- **Work request**: Leave out the pictures and repeat every record exactly.

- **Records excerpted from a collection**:
# # # #

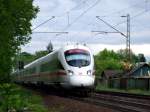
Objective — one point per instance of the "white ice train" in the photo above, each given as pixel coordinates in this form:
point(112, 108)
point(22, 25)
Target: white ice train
point(70, 67)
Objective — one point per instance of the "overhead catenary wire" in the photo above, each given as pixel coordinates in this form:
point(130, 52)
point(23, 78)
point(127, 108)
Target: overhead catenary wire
point(43, 23)
point(84, 12)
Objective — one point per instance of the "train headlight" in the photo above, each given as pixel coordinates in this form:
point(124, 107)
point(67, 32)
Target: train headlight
point(89, 72)
point(70, 72)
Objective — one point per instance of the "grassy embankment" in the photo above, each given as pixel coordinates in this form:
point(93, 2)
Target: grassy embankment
point(15, 99)
point(133, 91)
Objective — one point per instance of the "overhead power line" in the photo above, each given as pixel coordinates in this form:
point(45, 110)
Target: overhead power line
point(43, 23)
point(75, 20)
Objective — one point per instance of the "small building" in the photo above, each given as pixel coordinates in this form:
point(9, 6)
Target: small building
point(137, 78)
point(140, 71)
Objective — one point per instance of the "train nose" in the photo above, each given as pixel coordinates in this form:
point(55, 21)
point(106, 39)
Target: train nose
point(82, 81)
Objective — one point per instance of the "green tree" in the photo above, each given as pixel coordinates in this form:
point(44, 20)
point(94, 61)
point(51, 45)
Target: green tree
point(15, 28)
point(107, 60)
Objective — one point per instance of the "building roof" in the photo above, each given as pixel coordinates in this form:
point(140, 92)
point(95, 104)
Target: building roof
point(111, 73)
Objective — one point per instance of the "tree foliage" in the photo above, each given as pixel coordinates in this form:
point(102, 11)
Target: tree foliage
point(112, 60)
point(15, 28)
point(107, 60)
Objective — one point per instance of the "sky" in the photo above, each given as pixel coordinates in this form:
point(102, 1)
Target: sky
point(78, 18)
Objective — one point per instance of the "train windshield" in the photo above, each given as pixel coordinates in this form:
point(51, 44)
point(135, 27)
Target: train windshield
point(78, 57)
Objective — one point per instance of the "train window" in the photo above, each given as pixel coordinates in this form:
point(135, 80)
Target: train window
point(78, 57)
point(52, 66)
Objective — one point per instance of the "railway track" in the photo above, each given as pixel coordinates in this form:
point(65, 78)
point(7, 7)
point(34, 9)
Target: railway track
point(118, 103)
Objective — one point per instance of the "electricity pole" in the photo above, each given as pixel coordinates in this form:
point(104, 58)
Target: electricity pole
point(128, 37)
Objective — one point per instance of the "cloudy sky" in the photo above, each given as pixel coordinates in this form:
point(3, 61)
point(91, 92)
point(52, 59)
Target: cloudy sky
point(78, 18)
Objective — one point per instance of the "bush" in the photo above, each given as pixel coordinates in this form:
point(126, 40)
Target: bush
point(15, 99)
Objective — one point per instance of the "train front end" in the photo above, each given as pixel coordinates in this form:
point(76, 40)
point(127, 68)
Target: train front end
point(79, 65)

# # # #

- **Response to this exercise**:
Objective — one point per instance of the "white ice train" in the photo above, each given as pixel coordinates in this form:
point(112, 108)
point(22, 25)
Target: white ice train
point(70, 67)
Objective — one point per instance of the "overhead catenary wire" in the photo above, each given as pixel coordinates in this form:
point(130, 52)
point(23, 78)
point(127, 108)
Target: overhead catenary wire
point(43, 23)
point(84, 12)
Objective — one point per instance of the "train headlight" in the photo above, each given as pixel coordinates in this form:
point(124, 107)
point(67, 32)
Target: train headlight
point(89, 72)
point(70, 72)
Objective — one point per instance of the "grassy embankment" in the photo above, each given as pixel coordinates in this form:
point(93, 2)
Target: grassy embankment
point(15, 99)
point(133, 91)
Objective — one point per instance of the "overhead power line" in the photo above, each given as pixel coordinates in this form:
point(45, 110)
Target: overhead power line
point(43, 23)
point(75, 20)
Objective — one point per instance of the "small building" in the photo above, each given as pixel coordinates in this form:
point(9, 6)
Target: small building
point(137, 78)
point(140, 71)
Objective — one point per instance of the "train nose" in the photo above, each given as pixel coordinates in this form:
point(55, 21)
point(106, 39)
Target: train nose
point(82, 81)
Objective — one point per instance of the "green tree" in the photo above, each given as pixel coordinates in this form:
point(44, 20)
point(94, 61)
point(51, 45)
Target: green tree
point(15, 28)
point(107, 60)
Objective — one point per instance of the "building roof" in the photo above, each given as pixel coordinates in this form:
point(140, 92)
point(95, 104)
Target: building roof
point(111, 73)
Objective — one point per instance of the "tree foliage" in the photo above, each given as pixel coordinates in this form:
point(102, 11)
Target: tree foliage
point(112, 60)
point(15, 28)
point(107, 60)
Objective — one point per instance of the "sky" in the photo above, each given as pixel coordinates in this form:
point(102, 1)
Target: sky
point(78, 18)
Objective — one point per instance of the "train windshield" in the photo above, each given as pixel coordinates in this form:
point(51, 44)
point(135, 27)
Target: train windshield
point(78, 57)
Objective — one point per instance of the "train window" in the photo above, each given as pixel coordinates in this form:
point(135, 80)
Target: train window
point(78, 57)
point(52, 66)
Objective — one point per instance of the "railway track" in the photo above, each given as pixel coordinates in this form:
point(65, 78)
point(7, 7)
point(34, 9)
Target: railway track
point(118, 103)
Objective — one point per instance of the "electricity pole" in the photo above, each given as pixel coordinates in this form:
point(104, 58)
Target: electricity pole
point(128, 37)
Objective — one point per instance of the "cloudy sky" in the photo above, each given as pixel coordinates in this form:
point(3, 61)
point(91, 92)
point(52, 59)
Target: cloudy sky
point(78, 18)
Objective — one point per instance of the "bush" in the photo above, each given as pixel coordinates in this form:
point(126, 40)
Target: bush
point(15, 99)
Objective — one point per instance of the "train front end" in the photo above, each given as pixel coordinates in this form:
point(76, 40)
point(127, 68)
Target: train front end
point(79, 65)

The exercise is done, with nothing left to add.